:: Given entries ::

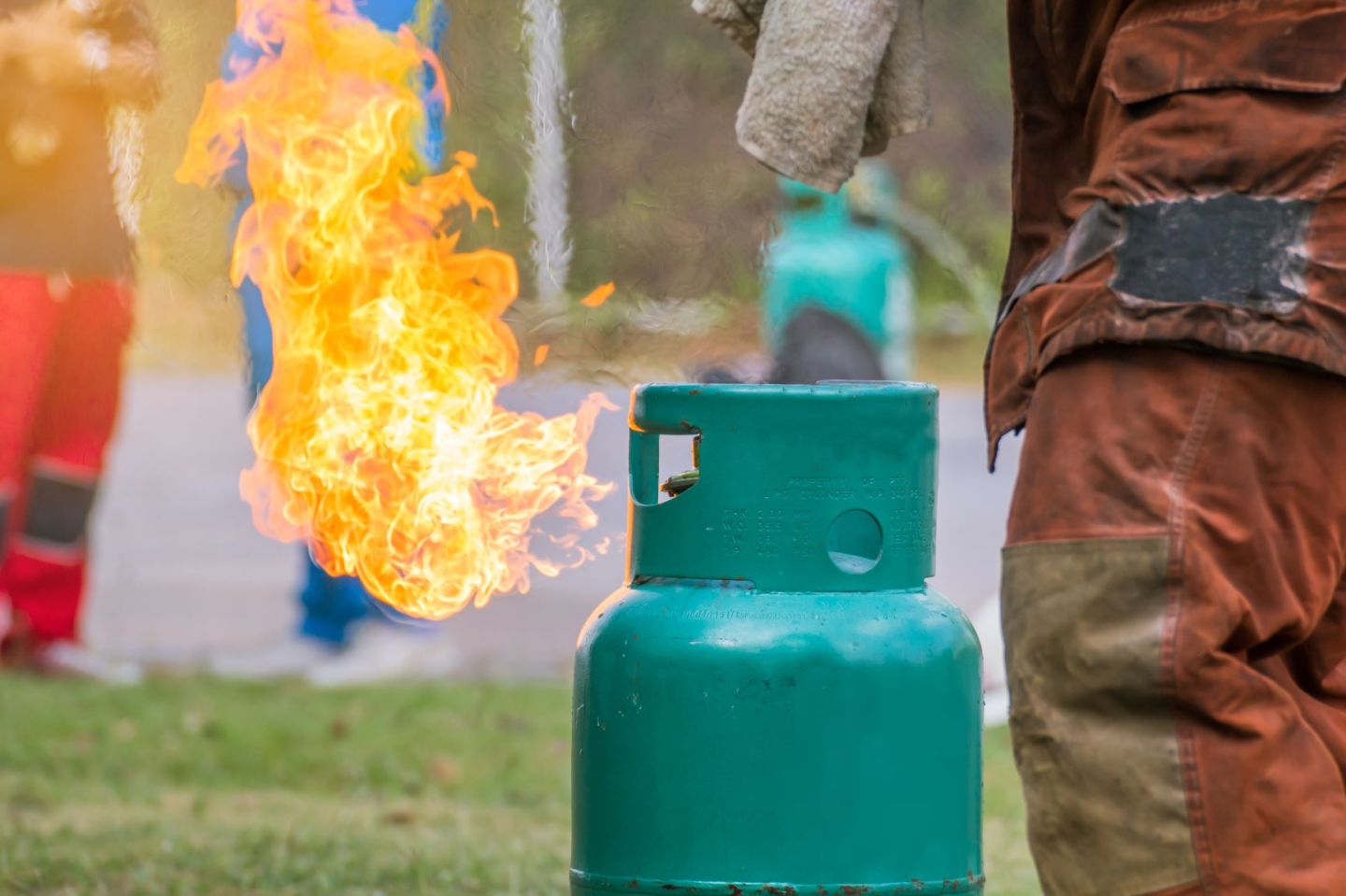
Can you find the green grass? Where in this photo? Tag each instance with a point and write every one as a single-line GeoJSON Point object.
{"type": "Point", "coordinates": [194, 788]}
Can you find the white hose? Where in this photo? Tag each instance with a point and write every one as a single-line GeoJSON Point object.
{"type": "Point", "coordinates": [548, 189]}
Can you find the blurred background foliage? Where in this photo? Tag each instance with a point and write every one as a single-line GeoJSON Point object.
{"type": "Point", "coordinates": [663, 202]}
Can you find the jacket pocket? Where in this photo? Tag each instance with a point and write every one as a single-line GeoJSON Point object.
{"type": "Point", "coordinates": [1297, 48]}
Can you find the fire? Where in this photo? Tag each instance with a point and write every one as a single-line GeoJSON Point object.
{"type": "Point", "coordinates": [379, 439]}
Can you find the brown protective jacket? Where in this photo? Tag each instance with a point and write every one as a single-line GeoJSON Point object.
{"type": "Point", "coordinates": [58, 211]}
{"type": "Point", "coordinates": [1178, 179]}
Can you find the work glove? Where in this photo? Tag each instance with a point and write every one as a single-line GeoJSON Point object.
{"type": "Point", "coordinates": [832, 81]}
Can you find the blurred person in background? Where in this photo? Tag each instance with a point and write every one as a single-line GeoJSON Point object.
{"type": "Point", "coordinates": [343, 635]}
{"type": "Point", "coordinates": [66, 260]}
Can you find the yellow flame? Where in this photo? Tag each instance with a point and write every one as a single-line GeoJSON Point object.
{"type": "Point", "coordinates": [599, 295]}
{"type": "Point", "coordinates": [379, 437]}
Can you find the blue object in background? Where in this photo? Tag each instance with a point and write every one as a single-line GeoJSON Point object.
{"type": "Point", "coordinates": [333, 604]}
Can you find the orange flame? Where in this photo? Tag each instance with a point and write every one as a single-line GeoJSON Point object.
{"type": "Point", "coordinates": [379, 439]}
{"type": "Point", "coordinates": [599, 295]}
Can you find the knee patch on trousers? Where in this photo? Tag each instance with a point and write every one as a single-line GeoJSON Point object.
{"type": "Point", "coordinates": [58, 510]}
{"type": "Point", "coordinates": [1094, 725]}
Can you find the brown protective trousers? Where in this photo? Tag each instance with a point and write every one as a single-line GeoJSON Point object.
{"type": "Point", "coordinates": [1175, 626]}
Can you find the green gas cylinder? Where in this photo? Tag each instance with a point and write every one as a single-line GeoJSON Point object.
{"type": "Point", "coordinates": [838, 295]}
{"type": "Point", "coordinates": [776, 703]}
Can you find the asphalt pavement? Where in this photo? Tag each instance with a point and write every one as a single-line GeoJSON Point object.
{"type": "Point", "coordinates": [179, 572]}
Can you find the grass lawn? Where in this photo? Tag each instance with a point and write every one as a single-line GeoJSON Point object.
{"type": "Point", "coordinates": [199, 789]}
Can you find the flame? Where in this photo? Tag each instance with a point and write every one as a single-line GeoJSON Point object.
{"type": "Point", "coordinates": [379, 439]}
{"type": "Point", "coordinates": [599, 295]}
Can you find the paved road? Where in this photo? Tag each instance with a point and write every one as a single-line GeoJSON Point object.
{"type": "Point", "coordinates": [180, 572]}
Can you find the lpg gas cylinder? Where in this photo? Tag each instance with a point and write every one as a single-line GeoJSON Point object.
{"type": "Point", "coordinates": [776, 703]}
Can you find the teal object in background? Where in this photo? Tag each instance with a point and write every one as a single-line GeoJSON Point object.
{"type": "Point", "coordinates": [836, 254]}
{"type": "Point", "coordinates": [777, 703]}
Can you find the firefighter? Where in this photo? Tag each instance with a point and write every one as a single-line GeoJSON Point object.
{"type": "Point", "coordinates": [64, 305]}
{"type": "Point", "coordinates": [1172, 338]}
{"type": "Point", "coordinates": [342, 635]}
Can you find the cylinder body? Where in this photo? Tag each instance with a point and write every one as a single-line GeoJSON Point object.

:::

Task requirements →
Exactly reproduce the lines beginning with the one that contains "Can you find the lpg" and ending with the last line of the material, both included. Leave out everything else.

Answer to this task →
Can you find the lpg gas cylinder? Where in this photo? Tag each instance with a point and write every one as a single-line GeoJSON Point object.
{"type": "Point", "coordinates": [776, 703]}
Can you find the teal object in background? Where in this photo? Tag each instance with a point and write every one as a single-line GeoJSON Point object.
{"type": "Point", "coordinates": [836, 254]}
{"type": "Point", "coordinates": [777, 703]}
Can you find the firefighter? Where in this photo? Tag each instance with a point and write every one as a single-line GeoJSON Point object.
{"type": "Point", "coordinates": [64, 305]}
{"type": "Point", "coordinates": [1172, 338]}
{"type": "Point", "coordinates": [342, 635]}
Can you find the cylinder body? Where in this photo? Tag each instance with a point and write every one as a single-line GeoJSON Point object.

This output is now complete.